» **LISTED RECORDS**
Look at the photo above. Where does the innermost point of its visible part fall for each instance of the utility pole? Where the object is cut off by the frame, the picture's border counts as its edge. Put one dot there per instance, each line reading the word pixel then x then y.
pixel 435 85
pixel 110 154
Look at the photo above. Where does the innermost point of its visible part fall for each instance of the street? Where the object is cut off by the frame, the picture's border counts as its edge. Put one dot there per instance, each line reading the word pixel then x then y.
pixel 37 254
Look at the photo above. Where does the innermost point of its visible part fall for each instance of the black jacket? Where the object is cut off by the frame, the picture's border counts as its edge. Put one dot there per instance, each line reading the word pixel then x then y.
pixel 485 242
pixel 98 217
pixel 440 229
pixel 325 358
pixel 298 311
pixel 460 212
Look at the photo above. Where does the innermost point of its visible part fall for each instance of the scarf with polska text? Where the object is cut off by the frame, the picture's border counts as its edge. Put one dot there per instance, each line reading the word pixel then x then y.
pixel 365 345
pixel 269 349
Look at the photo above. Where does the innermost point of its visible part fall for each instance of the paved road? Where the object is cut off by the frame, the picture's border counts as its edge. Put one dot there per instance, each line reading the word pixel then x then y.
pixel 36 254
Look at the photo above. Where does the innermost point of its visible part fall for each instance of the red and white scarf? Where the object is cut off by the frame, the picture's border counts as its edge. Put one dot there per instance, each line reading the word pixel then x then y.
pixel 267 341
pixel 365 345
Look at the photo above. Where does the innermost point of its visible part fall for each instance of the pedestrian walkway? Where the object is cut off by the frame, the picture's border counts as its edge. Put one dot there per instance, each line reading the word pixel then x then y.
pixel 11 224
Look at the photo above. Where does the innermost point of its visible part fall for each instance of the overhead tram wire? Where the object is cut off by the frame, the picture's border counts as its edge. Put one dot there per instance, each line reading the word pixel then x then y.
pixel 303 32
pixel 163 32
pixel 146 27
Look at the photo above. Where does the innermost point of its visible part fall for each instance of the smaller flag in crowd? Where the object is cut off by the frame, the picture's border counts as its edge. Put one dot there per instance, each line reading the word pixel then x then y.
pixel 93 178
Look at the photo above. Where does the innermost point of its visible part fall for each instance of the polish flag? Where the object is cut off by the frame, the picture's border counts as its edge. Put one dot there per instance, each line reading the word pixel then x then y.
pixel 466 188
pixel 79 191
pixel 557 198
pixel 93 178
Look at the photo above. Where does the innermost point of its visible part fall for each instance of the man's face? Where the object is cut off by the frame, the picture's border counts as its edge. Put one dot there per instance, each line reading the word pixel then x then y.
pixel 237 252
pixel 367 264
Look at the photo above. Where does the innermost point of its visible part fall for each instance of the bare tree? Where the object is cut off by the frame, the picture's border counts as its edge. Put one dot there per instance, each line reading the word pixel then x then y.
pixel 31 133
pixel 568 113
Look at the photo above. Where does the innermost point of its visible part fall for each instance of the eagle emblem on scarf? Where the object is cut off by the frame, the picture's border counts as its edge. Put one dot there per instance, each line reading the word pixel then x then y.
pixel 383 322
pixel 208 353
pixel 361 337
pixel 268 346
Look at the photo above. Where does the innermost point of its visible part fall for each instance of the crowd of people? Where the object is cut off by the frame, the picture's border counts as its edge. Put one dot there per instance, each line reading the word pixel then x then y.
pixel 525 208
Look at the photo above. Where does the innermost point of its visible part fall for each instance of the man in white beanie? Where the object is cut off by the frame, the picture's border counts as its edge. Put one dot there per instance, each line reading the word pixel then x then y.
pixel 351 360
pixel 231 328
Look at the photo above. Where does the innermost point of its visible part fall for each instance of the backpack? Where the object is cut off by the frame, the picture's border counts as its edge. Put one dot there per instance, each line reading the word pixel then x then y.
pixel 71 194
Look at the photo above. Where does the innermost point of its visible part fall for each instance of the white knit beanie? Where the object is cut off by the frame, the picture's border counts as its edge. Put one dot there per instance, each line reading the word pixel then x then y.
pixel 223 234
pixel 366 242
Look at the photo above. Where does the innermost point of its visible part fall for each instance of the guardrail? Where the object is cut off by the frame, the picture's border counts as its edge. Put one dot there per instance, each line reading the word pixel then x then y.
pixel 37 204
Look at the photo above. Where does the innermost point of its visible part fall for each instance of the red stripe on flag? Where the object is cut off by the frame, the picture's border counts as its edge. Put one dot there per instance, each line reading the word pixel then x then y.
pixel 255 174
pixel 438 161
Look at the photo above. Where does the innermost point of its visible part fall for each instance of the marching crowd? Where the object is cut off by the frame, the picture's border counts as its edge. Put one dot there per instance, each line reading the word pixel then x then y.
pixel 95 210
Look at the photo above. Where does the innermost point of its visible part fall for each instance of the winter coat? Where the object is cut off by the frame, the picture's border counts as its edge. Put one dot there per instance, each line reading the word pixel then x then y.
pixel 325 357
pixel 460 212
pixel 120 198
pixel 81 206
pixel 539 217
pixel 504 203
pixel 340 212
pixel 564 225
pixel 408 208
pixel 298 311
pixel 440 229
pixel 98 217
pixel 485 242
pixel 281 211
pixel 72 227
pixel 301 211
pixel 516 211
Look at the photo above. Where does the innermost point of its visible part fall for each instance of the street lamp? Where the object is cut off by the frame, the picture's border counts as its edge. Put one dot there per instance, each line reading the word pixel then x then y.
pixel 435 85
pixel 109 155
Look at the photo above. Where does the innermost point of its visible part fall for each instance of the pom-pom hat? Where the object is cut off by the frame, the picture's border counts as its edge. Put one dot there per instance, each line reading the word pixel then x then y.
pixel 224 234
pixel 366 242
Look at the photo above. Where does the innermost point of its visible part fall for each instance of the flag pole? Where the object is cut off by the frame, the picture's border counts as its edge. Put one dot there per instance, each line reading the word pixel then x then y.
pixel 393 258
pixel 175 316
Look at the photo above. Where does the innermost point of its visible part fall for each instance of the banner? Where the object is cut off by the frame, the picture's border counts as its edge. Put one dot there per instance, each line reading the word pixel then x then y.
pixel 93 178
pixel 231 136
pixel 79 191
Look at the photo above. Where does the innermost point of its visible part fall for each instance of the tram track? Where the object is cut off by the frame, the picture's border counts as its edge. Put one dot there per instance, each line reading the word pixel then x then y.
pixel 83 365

» **PROBLEM STATEMENT**
Write out each line of the data above again, exactly as given.

» **SOLUTION TO THIS PROBLEM**
Look at the photo above. Where does the innermost point of its visible part fall for each instance of the utility pole? Where the object is cut off by the frame, the picture's border counts as its edge. Put one dot there per instance, each line reading the word pixel then x then y.
pixel 435 85
pixel 110 154
Look at the photo above. Where does the innermost point of its visible part fall for each instance of the street? Where the object is cut off by the frame, the picture's border counts as its edge. Put one dot there per instance, each line reading the word pixel then x then y.
pixel 37 254
Look at the photo above. Where does the innermost point of its visible part fall for each instance of the black jacket? Where the object is cut off by the frame, the picture's border counts as its edge. Put one dot there per instance, each line reading the word pixel then x then y.
pixel 485 242
pixel 98 217
pixel 440 229
pixel 325 358
pixel 298 311
pixel 460 212
Look at the photo above. Where does the innermost point of its visible part fall for each instance of the scarf with polska text? Where the object is cut off by the frame, the picture's border counts as its edge. Put one dot there per instance, each line reading the word pixel then x then y.
pixel 365 345
pixel 269 349
Look at the photo above. Where does the innermost point of its visible part fall for each instance of the paved road? Where the object is cut off by the frame, the picture's border counts as its edge. Put one dot there per instance, each line reading the word pixel then x then y.
pixel 36 254
Look at the photo above. Where does the innermost point of its visible part fall for each instance of the red and white scarf? Where the object is cut off by the frame, the picture's border counts as its edge. Put one dot there per instance, each line reading the word pixel then x then y.
pixel 267 341
pixel 365 345
Look at the photo above. Where does the innermost point of its visible part fall for each instance of the pedestrian walkway? Where the object is cut off by the frame, the picture's border counts as its edge. Put one dot there per instance, each line reading the word pixel then x then y.
pixel 11 224
Look at the photo above. Where does the innermost point of its visible part fall for each instance of the overhead tram wire? Where the object is cut off by the frame, the picture's border counts as its edge. Put one dot there per instance, each line reading the word pixel then x then y.
pixel 303 32
pixel 163 32
pixel 146 27
Look at the photo above. Where does the innermost point of its visible part fall for each instance of the smaller flag in crowd? Where the object is cut off by the frame, the picture's border counts as its edge. Put one dot there per instance, each line reading the word pixel then x then y.
pixel 93 178
Look at the photo above. Where does the innermost point of its visible part fall for each instance of the polish flag? Where the object is cut off by the frame, the picture's border counts as its edge. Put one dot there per instance, each line reading the word pixel then x then y.
pixel 466 188
pixel 79 191
pixel 557 198
pixel 93 178
Look at the photo above. Where does the innermost point of its visible part fall for each instance of the man's face? Where the object is cut off by the frame, the picture's border counts as its edge. Put one dot there per instance, each line reading the word pixel then x then y.
pixel 237 252
pixel 367 264
Look at the photo above. Where does the innermost point of its visible part fall for each instance of the bare tree? Where the object is cut off by the frame, the picture's border counts as its edge. Put one dot there per instance, each line reading the word pixel then x then y.
pixel 31 133
pixel 568 113
Look at the photo above. Where does the innermost point of its visible part fall for each instance of the eagle emblem on scarf? Where the object is cut off by the frame, the picture's border counts as its edge. Put one dot there per instance, each line reading the word pixel then x then y.
pixel 383 322
pixel 208 353
pixel 361 337
pixel 268 346
Look at the photo above. Where does the innermost point of its visible part fall for each instance of the crowd of people? Where the object is cut off by the frame, the picture's border counts as its edge. Put one dot there per instance, each line reading the word pixel then x then y.
pixel 525 208
Look at the photo above. Where does the innermost point of its visible part fall for each instance of the man in white beanie? Where the object is cut off by the frame, the picture's border counts as its edge. Put one dot there per instance, each line reading the word pixel then x then y.
pixel 351 360
pixel 231 328
Look at the photo above. Where does the innermost point of its visible part fall for each instance of the backpack? Where the object is cut off by the frame, the picture's border counts as its edge. Put one dot there per instance, each line reading the word pixel then x then y.
pixel 71 194
Look at the photo above. Where does the innermost point of its visible part fall for each instance of the white knit beanie? Where the object is cut off by the frame, the picture's border counts as its edge. Put one dot there per instance, each line reading the word pixel then x then y.
pixel 223 234
pixel 366 242
Look at the photo above. Where does the innermost point of its visible part fall for each instance of the guardrail? Where the object is cut off by the frame, the picture's border counts as its edge. Put one dot there per instance, each line reading the word pixel then x then y.
pixel 37 204
Look at the photo above. Where does the innermost point of its visible part fall for each instance of the red stripe on flag? Where the object is cut off by the frame, the picture's border counts as its edge. Put one dot there per instance, each line reading the word pixel then x then y.
pixel 255 174
pixel 438 161
Look at the photo above. Where does the innermost point of its visible part fall for each instance of the marching crowd? Where the object is cut off by the frame, the picture's border counts as its edge. Put one dot there per instance, each line reading the word pixel then x then y.
pixel 95 210
Look at the photo above. Where does the innermost point of its visible part fall for each instance of the winter coat? Where the object is cut off by the frame, the picture's border counts as its edge. Put one dot there per instance, each line reading the word pixel then x then y.
pixel 325 357
pixel 460 212
pixel 120 198
pixel 81 206
pixel 539 217
pixel 504 203
pixel 340 212
pixel 564 225
pixel 408 208
pixel 298 311
pixel 440 229
pixel 98 217
pixel 485 242
pixel 281 211
pixel 72 227
pixel 301 211
pixel 516 211
Look at the photo above. Where does the innermost point of its visible part fall for each instance of the street lamp? Where the object is cut off by the frame, the picture's border counts as its edge. Put one dot there per instance, each line reading the word pixel then x then y.
pixel 435 85
pixel 109 155
Look at the photo above. Where does the innermost point of its visible part fall for each instance of the pom-pom hat? Where the object is cut off by the frame, the picture's border counts as its edge. Put one dot there per instance, each line reading the word pixel then x then y.
pixel 224 234
pixel 366 242
Look at the photo above. Where does the innermost point of its visible part fall for each instance of the flag pole? Where the object is cut off by the frame, the picture's border counts as its edge. Put one dot there per instance, each line reading the word pixel then x then y.
pixel 393 258
pixel 175 316
Look at the photo above. Where does the innermost point of its visible part fall for each instance of the banner? Where the object is cut off by the frame, the picture's border counts as its edge. Put one dot there per instance, each line reading the word pixel then x then y.
pixel 93 178
pixel 231 136
pixel 79 191
Look at the photo above. Where does the innermost point of its visible part fall for each instance of the tram track? Where the object is cut off by the frame, the picture's border counts as its edge. Put one dot there per instance, each line reading the word pixel then x then y.
pixel 83 365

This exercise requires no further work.